- GIVEN REQUEST A:
Answer these questions about the article on tips for first-time gun owners:
(i) What does the article call the best source of information on how a specific firearm works?
(ii) Under the fourth safety rule, where does the article say not to shoot at a target?
(iii) What resource does the article suggest for anyone unfamiliar with firearms-related terms?

- ARTICLE:
▼▼▼
Tips for First-Time Gun Owners

Tips for First-Time Gun Owners

In the past few years, the firearms community has gained more new members than in any other period in history. More people are becoming interested in self-defense, hunting, and recreational shooting. And, of course, as a result, more people are buying guns for the first time. The proper, safe, and legal use of firearms requires that you understand some important principles, and we at Liberty Safe are proud to help.

Woman being trained on handling a firearm

For the purposes of this article, we’re going to assume you already have your first gun. In other words, you have already bought or been given a firearm and are a first-time gun owner (or are re-entering the shooting sports after a long hiatus). But if you haven’t bought your first gun yet and are in the process of preparing to buy your first firearm, we’ll still give you some great tips in the lower portion of this article. For a deeper dive, you can also read our articles on questions to ask when buying a gun and what do I need to buy a gun.

So, for first-time gun owners, let’s review a few key points and tips that can make things go smoothly as you enter the exciting and fun world of firearms ownership.

Please note: This article is intended for informational purposes only. You are responsible for researching the legal and safe use of firearms in your jurisdiction. Neither Liberty Safe nor the author assumes any liability for the use or misuse of this information.

First and most importantly, Learn and follow the four rules of firearm safety

These rules are important for anyone who owns or uses firearms, but for new gun owners, it’s especially important to learn and practice the four rules of gun safety. We’ve all heard stories of accidental shootings where the gun just went off, or the person didn’t know it was loaded. In 100% of these cases, proper knowledge of safe gun handling would have prevented these tragedies. There are lots of different ways to elaborate the four basic gun safety rules, but in general, these are the key points:

  1. Treat all guns as if they’re loaded unless you personally, immediately, and visually verify otherwise. Another way to put this is all guns are always loaded.
  2. Never allow the muzzle/barrel of any gun to point at anything you are not willing to shoot and destroy. This includes the shooter’s legs, feet, hands, other people, etc.
  3. Keep your finger off the trigger and outside the trigger guard until your sights are on the target and you are ready to shoot. Many new gun owners automatically place their fingers on the trigger when picking up a gun. Get out of this habit immediately.
  4. Be sure of your target and what is behind it. For example, don’t shoot at a target on the crest of a hill, as you have no idea where that bullet will go.

If you’re a new gun owner handling your unloaded gun at home, practice good trigger discipline and muzzle awareness. Never point your gun at yourself, your pets, or anyone else who isn’t trying to harm you, even though you’re sure the gun isn’t loaded. Our handy Gun Owner’s Glossary can be very useful if you are unfamiliar with any firearms-related terms.

Read and understand your firearm’s owner’s manual (gain accurate knowledge of how to operate your firearm safely)

First-time gun owners (and everyone else using and handling guns) need to read and understand the owner’s manual for each specific firearm. There are many different types and styles of guns. There are often important differences in operation between different sub-variants of the same brand and type of firearm. Be sure to learn how your specific firearm works and how to handle, load, unload, and operate it safely. The best source for this information is the factory owner’s manual.

If you obtain a new firearm from a local gun store or online dealer, it will usually come with the factory packaging and the owner’s manual. If you bought or were given a used gun from a private individual (where legal) or from a dealer, an owner’s manual may or may not be included. However, every reputable firearms manufacturer will gladly provide an owner’s manual free of charge upon request, and most make their catalog of manuals available online.
▲▲▲
- GIVEN REQUEST B: Reproduce the part of the listing that opens with the line containing "In this exercise you will indicate the distant" and runs through the end of the listing.

Location annotation dataset excerpts:
▼▼▼
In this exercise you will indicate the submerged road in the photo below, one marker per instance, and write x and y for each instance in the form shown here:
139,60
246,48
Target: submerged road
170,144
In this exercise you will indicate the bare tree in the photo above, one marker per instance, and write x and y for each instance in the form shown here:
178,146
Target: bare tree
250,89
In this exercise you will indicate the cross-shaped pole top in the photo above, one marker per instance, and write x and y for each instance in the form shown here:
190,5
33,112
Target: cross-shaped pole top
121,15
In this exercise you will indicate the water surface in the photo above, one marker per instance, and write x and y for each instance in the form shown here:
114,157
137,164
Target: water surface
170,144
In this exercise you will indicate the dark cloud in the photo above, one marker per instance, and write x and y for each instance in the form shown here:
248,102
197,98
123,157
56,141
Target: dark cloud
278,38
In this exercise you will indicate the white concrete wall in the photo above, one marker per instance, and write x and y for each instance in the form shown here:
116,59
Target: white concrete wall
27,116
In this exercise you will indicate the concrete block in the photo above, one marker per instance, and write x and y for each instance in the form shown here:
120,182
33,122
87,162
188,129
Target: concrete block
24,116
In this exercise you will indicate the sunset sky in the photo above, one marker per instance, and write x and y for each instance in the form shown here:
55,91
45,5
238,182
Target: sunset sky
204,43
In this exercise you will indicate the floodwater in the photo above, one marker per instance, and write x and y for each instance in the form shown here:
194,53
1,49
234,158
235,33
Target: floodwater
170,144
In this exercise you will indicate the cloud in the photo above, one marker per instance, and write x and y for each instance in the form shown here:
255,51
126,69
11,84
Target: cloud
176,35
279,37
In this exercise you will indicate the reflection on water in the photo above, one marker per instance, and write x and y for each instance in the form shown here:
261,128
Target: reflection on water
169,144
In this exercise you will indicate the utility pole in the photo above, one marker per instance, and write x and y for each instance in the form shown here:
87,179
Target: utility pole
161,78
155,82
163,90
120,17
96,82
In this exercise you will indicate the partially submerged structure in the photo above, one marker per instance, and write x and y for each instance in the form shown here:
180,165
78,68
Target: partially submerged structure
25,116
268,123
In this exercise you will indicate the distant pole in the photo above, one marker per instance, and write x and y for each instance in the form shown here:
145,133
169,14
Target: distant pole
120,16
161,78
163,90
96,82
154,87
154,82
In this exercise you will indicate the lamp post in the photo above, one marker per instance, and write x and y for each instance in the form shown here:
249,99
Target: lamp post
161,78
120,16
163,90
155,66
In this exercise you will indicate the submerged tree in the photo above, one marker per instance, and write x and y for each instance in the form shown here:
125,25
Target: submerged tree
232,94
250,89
▲▲▲
- EXERCISE OUTPUT A:
(i) The factory owner's manual.
(ii) On the crest of a hill.
(iii) The Gun Owner's Glossary.

- EXERCISE OUTPUT B:
In this exercise you will indicate the distant pole in the photo above, one marker per instance, and write x and y for each instance in the form shown here:
145,133
169,14
Target: distant pole
120,16
161,78
163,90
96,82
154,87
154,82
In this exercise you will indicate the lamp post in the photo above, one marker per instance, and write x and y for each instance in the form shown here:
249,99
Target: lamp post
161,78
120,16
163,90
155,66
In this exercise you will indicate the submerged tree in the photo above, one marker per instance, and write x and y for each instance in the form shown here:
125,25
Target: submerged tree
232,94
250,89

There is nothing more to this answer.